→ **Problem statement**
Would you repeat each of the lines below exactly?

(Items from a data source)
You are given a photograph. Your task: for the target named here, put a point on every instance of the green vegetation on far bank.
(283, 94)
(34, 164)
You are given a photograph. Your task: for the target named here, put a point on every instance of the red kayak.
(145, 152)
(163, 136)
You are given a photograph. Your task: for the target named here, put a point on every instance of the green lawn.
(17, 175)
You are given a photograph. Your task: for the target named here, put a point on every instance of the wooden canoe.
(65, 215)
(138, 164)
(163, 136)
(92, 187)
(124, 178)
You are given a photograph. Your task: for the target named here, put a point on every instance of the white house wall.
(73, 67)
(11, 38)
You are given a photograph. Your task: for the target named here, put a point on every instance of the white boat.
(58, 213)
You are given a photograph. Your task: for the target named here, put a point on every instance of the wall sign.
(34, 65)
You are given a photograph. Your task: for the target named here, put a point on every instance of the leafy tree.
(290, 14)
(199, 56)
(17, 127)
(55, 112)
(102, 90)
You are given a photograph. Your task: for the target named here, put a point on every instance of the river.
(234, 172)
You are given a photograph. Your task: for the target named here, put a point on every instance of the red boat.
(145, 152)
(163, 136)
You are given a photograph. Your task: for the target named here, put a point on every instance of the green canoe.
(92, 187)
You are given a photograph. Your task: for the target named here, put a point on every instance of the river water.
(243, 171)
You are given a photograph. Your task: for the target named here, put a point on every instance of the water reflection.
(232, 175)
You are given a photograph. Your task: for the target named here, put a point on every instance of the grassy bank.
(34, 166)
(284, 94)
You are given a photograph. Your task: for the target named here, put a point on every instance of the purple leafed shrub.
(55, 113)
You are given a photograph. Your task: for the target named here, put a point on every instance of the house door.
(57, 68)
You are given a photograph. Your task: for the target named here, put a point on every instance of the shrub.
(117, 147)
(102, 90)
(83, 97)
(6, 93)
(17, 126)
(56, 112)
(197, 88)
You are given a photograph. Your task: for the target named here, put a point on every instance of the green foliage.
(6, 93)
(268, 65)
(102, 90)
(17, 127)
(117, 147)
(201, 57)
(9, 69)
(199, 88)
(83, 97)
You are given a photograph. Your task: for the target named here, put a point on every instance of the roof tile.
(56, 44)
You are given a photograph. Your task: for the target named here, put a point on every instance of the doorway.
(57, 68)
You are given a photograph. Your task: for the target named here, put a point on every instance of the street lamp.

→ **Written solution**
You are given a photograph. Your task: for the target named here, put a point on every instance of the green vegetation on far bank.
(283, 94)
(34, 164)
You are given a photograph. Your task: for the target named here, put a point on every instance of the red kayak.
(145, 152)
(163, 136)
You are given a photograph. Your task: for the target named here, put a point on every instance of the green lawn.
(17, 175)
You are given a photograph. Your task: for the target named here, put a point on every instance of the wooden canoe.
(65, 215)
(138, 164)
(163, 136)
(92, 187)
(124, 178)
You are given a photograph. Your task: for the target named here, put a point on every instance of the white house wall.
(73, 67)
(11, 38)
You are given a photograph. Your task: for the target named here, put a point on every instance of the white boat.
(58, 213)
You are given a photograph. Your task: for the target named here, put a point on every instance of the wall sign.
(34, 65)
You are given a photograph. Your task: for the target named here, put a point on every instance of the leafy tree.
(290, 14)
(199, 56)
(17, 127)
(55, 112)
(102, 90)
You are given a photograph. Your task: for the target named here, put a point on every instance of the river.
(234, 172)
You are given a photograph. Your task: for the target named here, put a point on every instance of the red boat.
(145, 152)
(163, 136)
You are given a photograph. Your task: for the target named here, put a point on every instance of the green canoe.
(92, 187)
You are given a photograph. Your task: for the target named here, put a point on every instance of the river water.
(243, 171)
You are given a photograph. Your task: for the target named here, put a point on every instance of the water reflection.
(232, 175)
You are given a photograph. Your task: for the target named here, put a point on every instance of the grassy bank.
(34, 166)
(284, 94)
You are given a photograph. Your task: for the target named here, put a point on every instance of the purple leafed shrub.
(55, 113)
You are given a photograph. Your task: for the target named here, put a point on every instance of the house door.
(57, 68)
You are given a photograph. Your task: for the target named here, put a point on every instance of the shrub.
(117, 147)
(102, 90)
(83, 97)
(6, 93)
(17, 126)
(56, 112)
(197, 88)
You are given a photograph. Your task: for the target named here, put a point on every instance of the green foliage.
(6, 93)
(268, 65)
(102, 90)
(17, 127)
(117, 147)
(201, 57)
(9, 69)
(199, 88)
(83, 97)
You are given a photograph. Your task: for the target named here, put a point on every instance of the roof tile.
(56, 44)
You are given a photograph. Your task: for the target named here, put a point on every instance of the doorway.
(57, 68)
You are given a photograph. Your task: for the target named here, put a point on every instance of the street lamp.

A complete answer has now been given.